Region annotation entries
□ □ □ □ □ □ □
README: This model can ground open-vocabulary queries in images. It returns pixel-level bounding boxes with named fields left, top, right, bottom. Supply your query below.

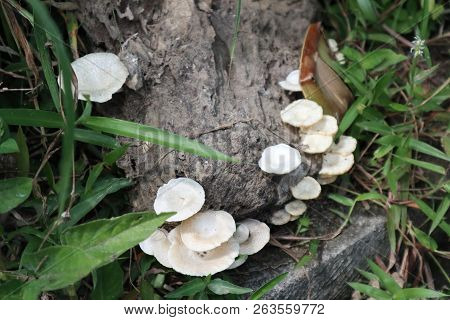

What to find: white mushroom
left=139, top=229, right=172, bottom=268
left=227, top=256, right=248, bottom=270
left=68, top=52, right=128, bottom=102
left=278, top=69, right=302, bottom=92
left=327, top=38, right=339, bottom=53
left=317, top=176, right=337, bottom=185
left=239, top=219, right=270, bottom=255
left=168, top=228, right=239, bottom=277
left=280, top=99, right=323, bottom=127
left=291, top=177, right=322, bottom=200
left=179, top=210, right=236, bottom=251
left=153, top=178, right=205, bottom=222
left=301, top=134, right=333, bottom=154
left=334, top=52, right=346, bottom=64
left=302, top=115, right=338, bottom=136
left=284, top=200, right=306, bottom=217
left=258, top=143, right=302, bottom=174
left=319, top=153, right=355, bottom=176
left=327, top=136, right=357, bottom=156
left=233, top=223, right=250, bottom=244
left=270, top=209, right=291, bottom=226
□ □ □ □ □ □ □
_TASK BRIEF_:
Convert every line of the entries above into a numbered list, skipping blank lines. Leave the pictures out of the list.

_EXERCISE RESPONSE_:
1. README: This model can ground open-vocabulary queries in images. It returns pixel-level bounding boxes with named fields left, top, right, bottom. Supply your query below.
2. What to find: white mushroom
3. left=139, top=229, right=172, bottom=268
4. left=227, top=256, right=248, bottom=270
5. left=68, top=52, right=128, bottom=102
6. left=278, top=69, right=302, bottom=92
7. left=327, top=38, right=339, bottom=53
8. left=317, top=176, right=337, bottom=185
9. left=239, top=219, right=270, bottom=255
10. left=168, top=228, right=239, bottom=277
11. left=280, top=99, right=323, bottom=127
12. left=291, top=177, right=322, bottom=200
13. left=179, top=210, right=236, bottom=251
14. left=153, top=178, right=205, bottom=222
15. left=301, top=134, right=333, bottom=154
16. left=334, top=52, right=346, bottom=64
17. left=302, top=115, right=338, bottom=136
18. left=284, top=200, right=306, bottom=217
19. left=258, top=143, right=302, bottom=174
20. left=319, top=153, right=355, bottom=176
21. left=327, top=136, right=357, bottom=156
22. left=233, top=223, right=250, bottom=244
23. left=270, top=209, right=291, bottom=226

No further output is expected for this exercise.